- _Selected extract_
Gutierrez traces his first interest in science to folk tales his grandmother, who has Aztec ancestry, told him when he was young. The stories often involved astronomy, inspiring his dream of becoming an astrophysicist. The young Gutierrez also visited the laboratory of his aunt, a biochemist, and thought it would be neat to have his own lab one day.
He obtained a B.S. in physics from the University of Dallas in 1983, and then went on to graduate school at Johns Hopkins University in Baltimore, which he chose for its role as the headquarters of the Space Telescope Science Institute.
While in graduate school, Gutierrez changed his research specialty from astrophysics to materials physics. “I just wanted to know how everything worked. I was at that time very interested in the instrumentation, and I guess that's why I ended up doing what I do now in materials physics. The things I found were most interesting were things that dealt with observation and detection technology-- how satellites were constructed, how sensors were put together, how they measure the magnetic field in space and the radiation spectra, and all that kind of stuff. I found out that's the stuff that really fascinated me.”
Now a professor at Texas State University, San Marcos, Gutierrez has the opportunity to work on applied projects, collaborating with engineers and with industry. “A lot of what I do naturally crosses over to engineering, and engineering's just a form of applied physics,” he says, “I don't really see a very sharp boundary.”
Gutierrez's recent work has been on thin film materials and nanostructures. He's looking for materials with interesting properties potentially useful for various sensor applications. Describing one particular project, Gutierrez says, “One of my new fascinations is new zinc oxide based semiconductor materials, which are based on the same core material component that you typically see in sunscreen. People are now realizing that if you could manufacture thin films of the stuff and engineer it, that it could be a useful semiconductor for various applications.”
One method Gutierrez uses to produce the material is a technique called ion beam sputtering. “Sputtering is a lot like atomic billiards, where the ion beam comes in and actually knocks off atoms from the target,” he explains. The atoms are then deposited on a nearby wafer, producing a very thin film. Among other experiments with the material, Gutierrez has been trying to introduce dopants that can make the material magnetic.

- _Study material_
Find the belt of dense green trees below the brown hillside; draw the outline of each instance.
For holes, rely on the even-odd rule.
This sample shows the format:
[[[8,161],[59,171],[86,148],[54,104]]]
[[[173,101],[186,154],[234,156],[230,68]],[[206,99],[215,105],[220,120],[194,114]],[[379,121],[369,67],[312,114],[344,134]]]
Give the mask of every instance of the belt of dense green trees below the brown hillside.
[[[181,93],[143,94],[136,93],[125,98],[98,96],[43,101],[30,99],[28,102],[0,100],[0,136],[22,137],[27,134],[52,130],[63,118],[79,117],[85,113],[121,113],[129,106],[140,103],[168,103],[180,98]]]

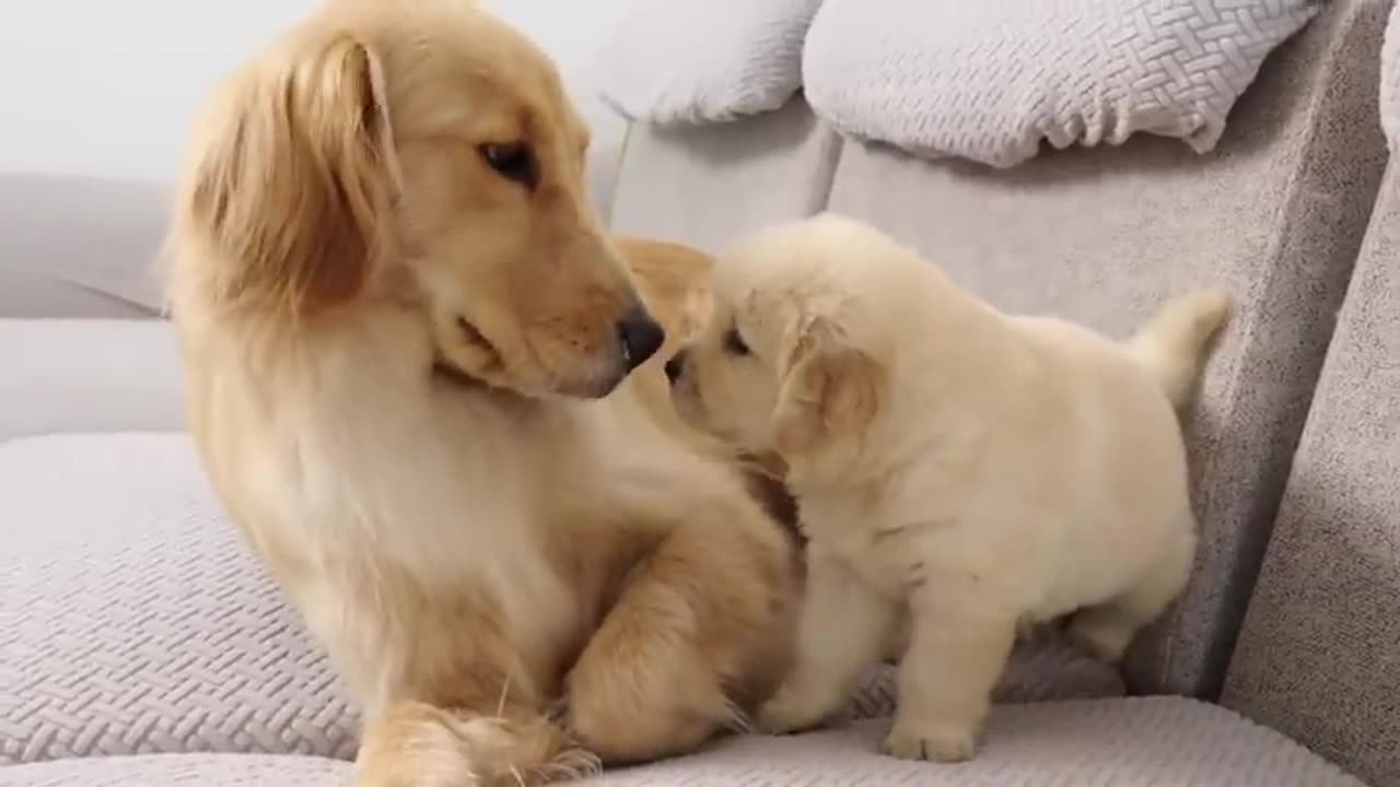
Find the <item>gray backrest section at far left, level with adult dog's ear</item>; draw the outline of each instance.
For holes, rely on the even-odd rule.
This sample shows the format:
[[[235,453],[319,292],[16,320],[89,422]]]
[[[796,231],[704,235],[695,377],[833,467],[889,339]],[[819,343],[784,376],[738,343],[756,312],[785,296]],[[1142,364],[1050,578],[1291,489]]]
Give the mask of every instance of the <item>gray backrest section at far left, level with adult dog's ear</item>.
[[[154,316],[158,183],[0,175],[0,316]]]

* * *

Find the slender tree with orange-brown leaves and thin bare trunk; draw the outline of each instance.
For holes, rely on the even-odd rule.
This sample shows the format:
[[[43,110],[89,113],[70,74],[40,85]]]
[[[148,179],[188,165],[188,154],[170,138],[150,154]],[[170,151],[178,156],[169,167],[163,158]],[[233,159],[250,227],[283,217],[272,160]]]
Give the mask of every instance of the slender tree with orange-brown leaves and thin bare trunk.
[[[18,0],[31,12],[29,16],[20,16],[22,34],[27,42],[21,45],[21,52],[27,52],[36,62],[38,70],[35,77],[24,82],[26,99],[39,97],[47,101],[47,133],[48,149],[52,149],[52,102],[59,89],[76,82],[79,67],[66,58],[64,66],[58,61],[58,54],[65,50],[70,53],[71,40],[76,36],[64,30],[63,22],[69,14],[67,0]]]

- _Problems and tasks_
1) In the profile of Gutierrez, which university granted his B.S. in physics, and in what year?
2) Using the profile of Gutierrez, explain in one to three sentences why he went to Johns Hopkins University for graduate school.
3) From the profile of Gutierrez, extract the passage starting with "Gutierrez traces his" and going on through "lab one day.".
The records stand apart from the profile and are separate material.

- _Answers by task_
1) The University of Dallas, in 1983.

2) He chose Johns Hopkins University in Baltimore because it serves as the headquarters of the Space Telescope Science Institute.

3)
Gutierrez traces his first interest in science to folk tales his grandmother, who has Aztec ancestry, told him when he was young. The stories often involved astronomy, inspiring his dream of becoming an astrophysicist. The young Gutierrez also visited the laboratory of his aunt, a biochemist, and thought it would be neat to have his own lab one day.